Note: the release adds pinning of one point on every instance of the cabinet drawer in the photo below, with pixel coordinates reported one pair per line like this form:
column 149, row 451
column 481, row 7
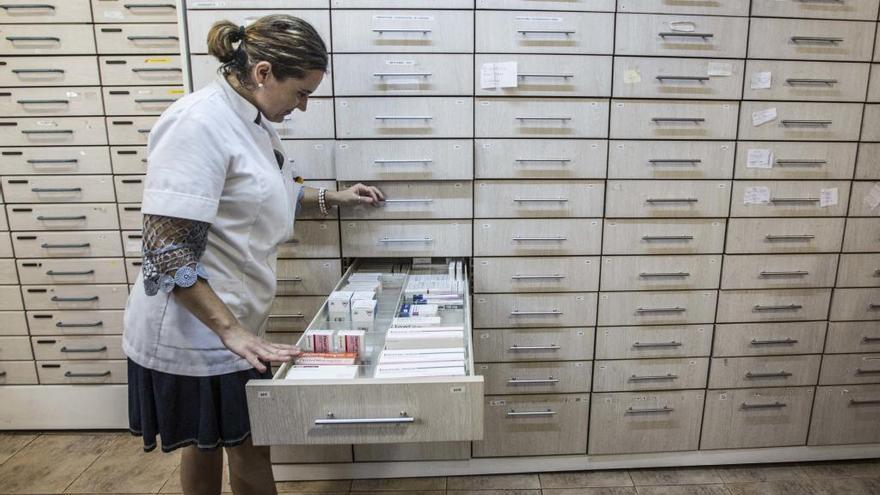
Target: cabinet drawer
column 856, row 304
column 761, row 339
column 677, row 78
column 660, row 272
column 764, row 371
column 536, row 32
column 653, row 342
column 542, row 274
column 404, row 160
column 631, row 422
column 541, row 117
column 77, row 348
column 659, row 198
column 131, row 39
column 54, row 131
column 78, row 372
column 540, row 159
column 536, row 378
column 784, row 235
column 551, row 75
column 533, row 344
column 779, row 271
column 505, row 199
column 664, row 236
column 800, row 39
column 519, row 425
column 846, row 415
column 535, row 237
column 773, row 305
column 59, row 189
column 52, row 297
column 534, row 310
column 75, row 322
column 404, row 117
column 653, row 119
column 813, row 81
column 797, row 160
column 757, row 417
column 361, row 31
column 657, row 308
column 650, row 374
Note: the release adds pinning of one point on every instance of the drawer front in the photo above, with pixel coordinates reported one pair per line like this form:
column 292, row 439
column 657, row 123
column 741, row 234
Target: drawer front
column 660, row 272
column 31, row 102
column 631, row 422
column 799, row 39
column 53, row 297
column 55, row 71
column 131, row 39
column 78, row 348
column 657, row 198
column 533, row 344
column 408, row 75
column 808, row 81
column 551, row 75
column 550, row 274
column 536, row 378
column 537, row 117
column 534, row 32
column 672, row 341
column 764, row 371
column 81, row 372
column 773, row 305
column 846, row 415
column 540, row 159
column 534, row 310
column 847, row 369
column 779, row 271
column 784, row 235
column 653, row 119
column 44, row 323
column 534, row 237
column 404, row 117
column 54, row 160
column 59, row 189
column 677, row 78
column 48, row 39
column 404, row 160
column 406, row 238
column 763, row 339
column 424, row 200
column 802, row 121
column 657, row 308
column 307, row 277
column 504, row 199
column 856, row 304
column 134, row 70
column 681, row 35
column 55, row 131
column 650, row 374
column 664, row 236
column 534, row 425
column 361, row 31
column 757, row 417
column 797, row 160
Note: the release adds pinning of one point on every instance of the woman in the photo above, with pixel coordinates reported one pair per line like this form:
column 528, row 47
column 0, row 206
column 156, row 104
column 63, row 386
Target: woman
column 219, row 199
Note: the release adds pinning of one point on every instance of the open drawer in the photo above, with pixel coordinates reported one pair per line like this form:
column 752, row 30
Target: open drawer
column 370, row 408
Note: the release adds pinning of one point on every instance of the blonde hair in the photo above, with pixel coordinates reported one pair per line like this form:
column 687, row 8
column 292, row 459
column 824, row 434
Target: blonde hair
column 289, row 43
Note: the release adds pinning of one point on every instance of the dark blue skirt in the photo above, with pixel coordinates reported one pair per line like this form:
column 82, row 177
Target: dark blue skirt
column 205, row 411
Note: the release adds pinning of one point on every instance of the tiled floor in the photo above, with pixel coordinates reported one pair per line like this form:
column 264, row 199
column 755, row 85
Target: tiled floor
column 105, row 463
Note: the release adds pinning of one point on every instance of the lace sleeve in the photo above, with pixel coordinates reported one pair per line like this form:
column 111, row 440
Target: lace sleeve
column 172, row 249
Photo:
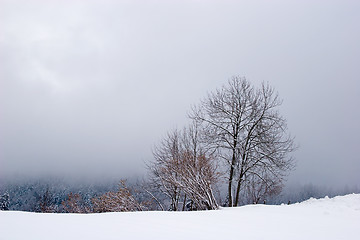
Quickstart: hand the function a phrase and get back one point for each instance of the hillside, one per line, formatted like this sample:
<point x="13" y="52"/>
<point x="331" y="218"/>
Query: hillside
<point x="327" y="218"/>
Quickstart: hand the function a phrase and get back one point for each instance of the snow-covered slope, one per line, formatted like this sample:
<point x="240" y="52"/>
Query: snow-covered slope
<point x="335" y="218"/>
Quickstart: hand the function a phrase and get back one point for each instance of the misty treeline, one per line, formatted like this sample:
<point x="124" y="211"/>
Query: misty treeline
<point x="235" y="150"/>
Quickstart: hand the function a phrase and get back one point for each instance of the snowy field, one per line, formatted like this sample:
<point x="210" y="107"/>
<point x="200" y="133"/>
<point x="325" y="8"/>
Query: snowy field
<point x="327" y="218"/>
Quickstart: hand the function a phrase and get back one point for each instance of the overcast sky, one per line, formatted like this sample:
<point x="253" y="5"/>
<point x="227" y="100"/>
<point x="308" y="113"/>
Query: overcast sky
<point x="90" y="86"/>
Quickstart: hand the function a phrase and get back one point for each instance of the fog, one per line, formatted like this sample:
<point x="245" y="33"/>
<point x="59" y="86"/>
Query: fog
<point x="88" y="87"/>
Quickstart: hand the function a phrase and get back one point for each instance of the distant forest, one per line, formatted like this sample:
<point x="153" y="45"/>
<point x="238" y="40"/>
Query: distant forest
<point x="236" y="150"/>
<point x="51" y="195"/>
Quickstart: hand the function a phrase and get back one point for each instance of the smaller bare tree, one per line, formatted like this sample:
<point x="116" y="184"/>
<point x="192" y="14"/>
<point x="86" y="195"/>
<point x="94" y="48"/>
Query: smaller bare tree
<point x="121" y="201"/>
<point x="182" y="167"/>
<point x="75" y="204"/>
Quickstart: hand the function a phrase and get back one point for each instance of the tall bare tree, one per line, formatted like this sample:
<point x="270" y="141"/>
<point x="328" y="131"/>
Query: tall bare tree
<point x="243" y="124"/>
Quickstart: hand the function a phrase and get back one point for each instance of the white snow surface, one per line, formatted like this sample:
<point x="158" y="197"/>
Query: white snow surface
<point x="326" y="218"/>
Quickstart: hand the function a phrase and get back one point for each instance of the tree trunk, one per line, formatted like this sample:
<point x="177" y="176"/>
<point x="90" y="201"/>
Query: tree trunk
<point x="230" y="179"/>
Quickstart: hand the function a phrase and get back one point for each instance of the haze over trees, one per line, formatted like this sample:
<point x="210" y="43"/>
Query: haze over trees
<point x="236" y="138"/>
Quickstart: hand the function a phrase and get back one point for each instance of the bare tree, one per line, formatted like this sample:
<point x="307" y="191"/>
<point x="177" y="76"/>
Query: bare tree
<point x="75" y="204"/>
<point x="166" y="157"/>
<point x="258" y="187"/>
<point x="121" y="201"/>
<point x="182" y="168"/>
<point x="243" y="124"/>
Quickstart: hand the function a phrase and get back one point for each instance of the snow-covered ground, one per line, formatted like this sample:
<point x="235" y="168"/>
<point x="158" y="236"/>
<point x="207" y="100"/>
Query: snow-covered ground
<point x="327" y="218"/>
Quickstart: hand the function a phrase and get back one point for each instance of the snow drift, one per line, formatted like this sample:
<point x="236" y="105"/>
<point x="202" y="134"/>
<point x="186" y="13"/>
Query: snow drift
<point x="327" y="218"/>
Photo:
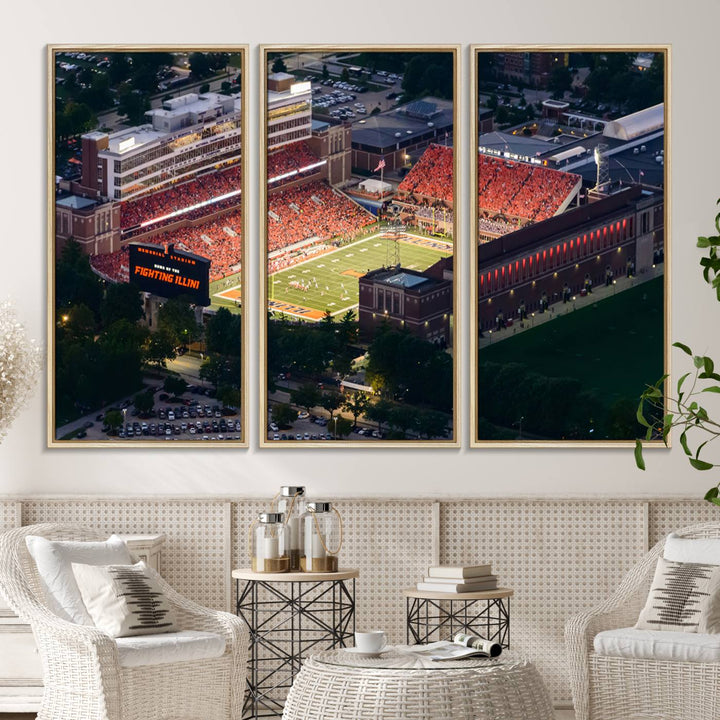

━━━━━━

» **Work instructions**
What is needed is a word-for-word restatement of the lines from the one holding "snow drift, one" to the final line of the data above, inclusive, without any pictures.

» **Response**
Quickstart: hand the function a phrase and get back one point for each instance of the snow drift, one per line, formatted like this sample:
<point x="236" y="105"/>
<point x="202" y="134"/>
<point x="186" y="13"/>
Query: snow drift
<point x="327" y="218"/>
Photo:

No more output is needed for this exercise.